# Extracted data
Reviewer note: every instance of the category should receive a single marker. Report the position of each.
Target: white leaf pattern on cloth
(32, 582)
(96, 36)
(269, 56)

# Task details
Copy out the listing in full, putting "fabric" in place of "cloth" and changing nothing else.

# Output
Reviewer note: every instance of the category should receive a single marker. Report the position of each.
Target: white leaf pattern on fabric
(32, 582)
(96, 36)
(269, 56)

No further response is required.